WORK REQUIRED:
Can you rewrite the forum thread starting with "then it is NOT" and going on through "site. Love it!", with "DVD Writer" changed to "DVD burner"?
=== PASSAGE ===
Don't know if it matters, but if you have anything plugged into a USB 3 port remove it, and only use USB 2 ports.


----------



## Macboatmaster

Yes I agree a very good point I missed that one - connect to the usb port below the LAN port


Also if it sees the hard disk but still produces the message 
A media driver your computer needs is missing. This could be a DVD, USB, or Hard disk driver. If you have a CD, DVD, or USB flash drive with the driver on it, please insert it now. 


then it is NOT the SATA driver - on the other hand if it never sees the hard drive on which it is offering as the installation drive then it may well be the SATA driver


----------



## xandin4

OK!!! I finally have an update! I bought a fairly inexpensive DVD Writer ($25) and that corrected the initial error I was getting. Yay! Then I hit another wall, in that I had to install the driver for the hd. Silly me was using my Mac to download the driver, but was stuck with the .exe file. I finally booted up my other hd and downloaded/extracted the bleeping file, and that fixed THAT issue. Now I am happily installing Windows, until the next issue arises. 
I will update again when everything is done and I am fully operational. 
Thank you guys so much for all your help!!! I'm quite certain I would not be finishing this tonight were it not for this site. Love it!


----------



## xandin4

Well, I spoke way too soon. I ran into yet another snag. Even though I JUST downloaded the driver, 8.1 is unhappy with it.

"We couldn't install the [AMD SATA Controller ......\AHCI_w8\W864A\amd_sata.inf)] device driver. Contact your vendor for an updated driver."
=== RECORDED INFORMATION ===
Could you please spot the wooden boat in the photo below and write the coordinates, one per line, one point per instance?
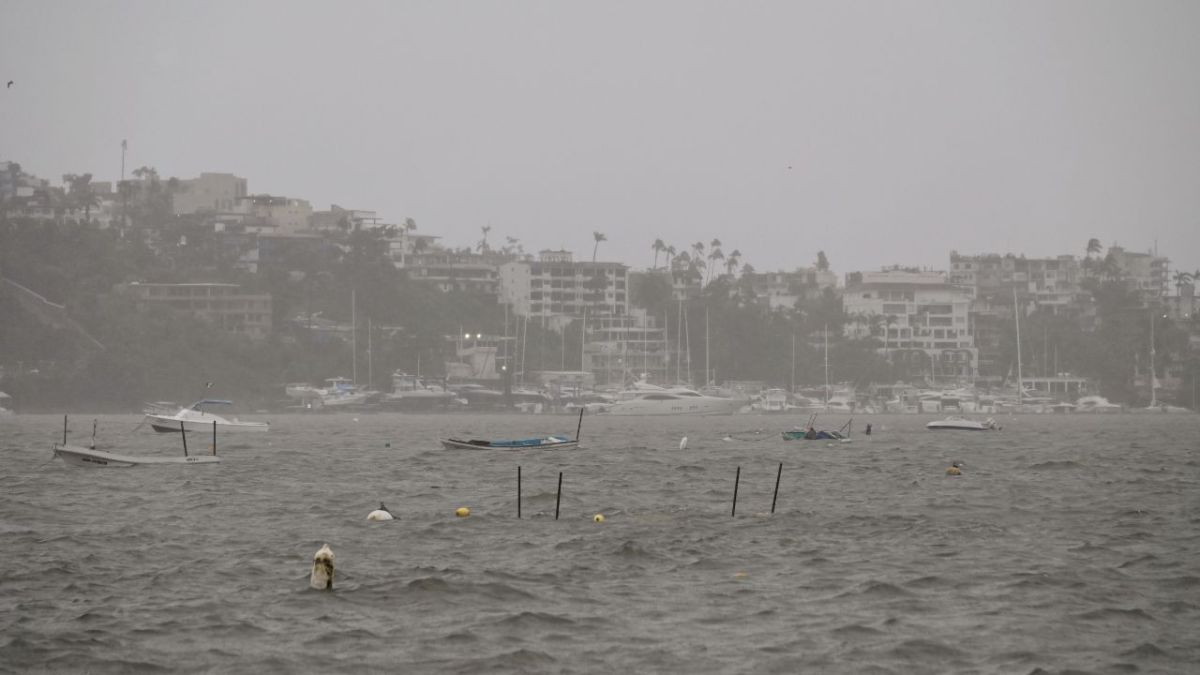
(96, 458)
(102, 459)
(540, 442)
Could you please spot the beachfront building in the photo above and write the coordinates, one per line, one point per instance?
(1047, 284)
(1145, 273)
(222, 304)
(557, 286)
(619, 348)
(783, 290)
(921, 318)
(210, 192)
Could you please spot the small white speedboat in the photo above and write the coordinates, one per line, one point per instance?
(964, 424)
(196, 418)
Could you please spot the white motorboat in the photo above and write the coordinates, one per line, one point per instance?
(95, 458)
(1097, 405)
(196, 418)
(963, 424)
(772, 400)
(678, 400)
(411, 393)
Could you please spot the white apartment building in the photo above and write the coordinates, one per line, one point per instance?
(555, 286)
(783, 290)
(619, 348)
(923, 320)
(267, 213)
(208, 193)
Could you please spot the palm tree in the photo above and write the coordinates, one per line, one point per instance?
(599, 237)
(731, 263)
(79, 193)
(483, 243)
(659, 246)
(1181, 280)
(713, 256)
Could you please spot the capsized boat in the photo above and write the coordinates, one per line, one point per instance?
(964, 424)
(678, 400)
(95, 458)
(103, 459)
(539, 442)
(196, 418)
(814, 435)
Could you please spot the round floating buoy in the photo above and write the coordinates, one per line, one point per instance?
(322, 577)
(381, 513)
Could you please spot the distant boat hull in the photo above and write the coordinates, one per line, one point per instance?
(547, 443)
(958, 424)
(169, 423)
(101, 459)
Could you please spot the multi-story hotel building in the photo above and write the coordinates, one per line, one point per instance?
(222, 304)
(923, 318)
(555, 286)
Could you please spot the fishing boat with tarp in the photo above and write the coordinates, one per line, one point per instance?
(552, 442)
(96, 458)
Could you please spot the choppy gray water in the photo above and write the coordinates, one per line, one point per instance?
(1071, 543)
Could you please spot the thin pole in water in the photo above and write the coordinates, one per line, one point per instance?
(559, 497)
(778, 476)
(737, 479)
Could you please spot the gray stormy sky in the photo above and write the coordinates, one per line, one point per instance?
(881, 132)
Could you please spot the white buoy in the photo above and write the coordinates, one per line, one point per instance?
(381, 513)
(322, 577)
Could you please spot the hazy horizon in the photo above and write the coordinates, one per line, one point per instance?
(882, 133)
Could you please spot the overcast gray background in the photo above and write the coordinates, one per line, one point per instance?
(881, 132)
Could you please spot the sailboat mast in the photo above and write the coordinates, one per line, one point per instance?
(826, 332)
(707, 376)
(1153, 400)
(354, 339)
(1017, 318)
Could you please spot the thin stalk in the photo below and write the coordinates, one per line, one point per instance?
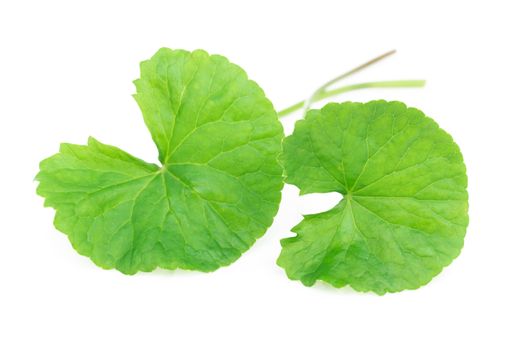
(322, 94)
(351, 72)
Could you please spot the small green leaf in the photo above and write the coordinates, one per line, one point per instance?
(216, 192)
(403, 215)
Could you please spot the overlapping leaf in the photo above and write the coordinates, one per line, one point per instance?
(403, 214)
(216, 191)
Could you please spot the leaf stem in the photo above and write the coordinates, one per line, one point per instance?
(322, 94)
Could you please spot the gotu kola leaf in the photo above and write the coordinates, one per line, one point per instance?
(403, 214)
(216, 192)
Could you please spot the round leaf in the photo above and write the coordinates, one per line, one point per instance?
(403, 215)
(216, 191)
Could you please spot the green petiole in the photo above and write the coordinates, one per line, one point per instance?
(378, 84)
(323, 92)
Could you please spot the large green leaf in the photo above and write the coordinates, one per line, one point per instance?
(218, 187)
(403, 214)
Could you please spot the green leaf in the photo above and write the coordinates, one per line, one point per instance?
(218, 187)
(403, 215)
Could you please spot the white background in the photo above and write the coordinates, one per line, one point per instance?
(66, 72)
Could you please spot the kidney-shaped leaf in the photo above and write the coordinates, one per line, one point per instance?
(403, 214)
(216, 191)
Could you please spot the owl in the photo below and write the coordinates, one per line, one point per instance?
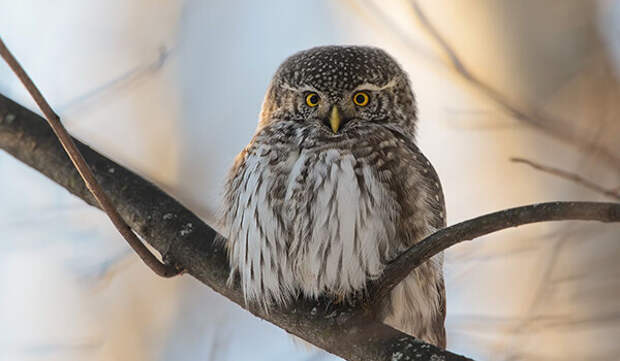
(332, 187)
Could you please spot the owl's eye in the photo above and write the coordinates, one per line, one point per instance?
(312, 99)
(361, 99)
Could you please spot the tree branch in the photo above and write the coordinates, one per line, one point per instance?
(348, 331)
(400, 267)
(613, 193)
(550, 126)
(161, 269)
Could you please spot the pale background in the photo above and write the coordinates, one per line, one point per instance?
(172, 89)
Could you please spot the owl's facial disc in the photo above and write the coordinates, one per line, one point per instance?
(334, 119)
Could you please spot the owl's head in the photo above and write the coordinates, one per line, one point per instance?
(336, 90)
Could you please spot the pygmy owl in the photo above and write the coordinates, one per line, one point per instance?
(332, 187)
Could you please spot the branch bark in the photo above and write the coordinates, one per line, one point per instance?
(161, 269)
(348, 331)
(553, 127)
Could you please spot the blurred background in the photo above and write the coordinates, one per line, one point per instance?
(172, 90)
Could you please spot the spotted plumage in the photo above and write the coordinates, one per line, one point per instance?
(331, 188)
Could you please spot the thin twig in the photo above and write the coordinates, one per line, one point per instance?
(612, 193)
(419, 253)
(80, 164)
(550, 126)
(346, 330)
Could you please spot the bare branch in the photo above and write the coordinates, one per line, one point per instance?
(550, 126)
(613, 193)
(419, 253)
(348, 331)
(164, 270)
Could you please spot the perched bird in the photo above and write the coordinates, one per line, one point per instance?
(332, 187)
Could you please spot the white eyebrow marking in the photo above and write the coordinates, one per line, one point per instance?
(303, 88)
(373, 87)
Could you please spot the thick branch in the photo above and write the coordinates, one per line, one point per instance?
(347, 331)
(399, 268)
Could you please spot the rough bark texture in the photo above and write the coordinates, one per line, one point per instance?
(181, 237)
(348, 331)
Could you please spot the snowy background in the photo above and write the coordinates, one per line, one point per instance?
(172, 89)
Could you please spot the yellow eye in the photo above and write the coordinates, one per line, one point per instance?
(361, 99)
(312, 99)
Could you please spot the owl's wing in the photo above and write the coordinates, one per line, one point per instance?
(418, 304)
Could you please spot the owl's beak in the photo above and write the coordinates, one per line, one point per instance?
===
TASK RESULT:
then it is NOT the SATA driver - on the other hand if it never sees the hard drive on which it is offering as the installation drive then it may well be the SATA driver


----------



## xandin4

OK!!! I finally have an update! I bought a fairly inexpensive DVD burner ($25) and that corrected the initial error I was getting. Yay! Then I hit another wall, in that I had to install the driver for the hd. Silly me was using my Mac to download the driver, but was stuck with the .exe file. I finally booted up my other hd and downloaded/extracted the bleeping file, and that fixed THAT issue. Now I am happily installing Windows, until the next issue arises. 
I will update again when everything is done and I am fully operational. 
Thank you guys so much for all your help!!! I'm quite certain I would not be finishing this tonight were it not for this site. Love it!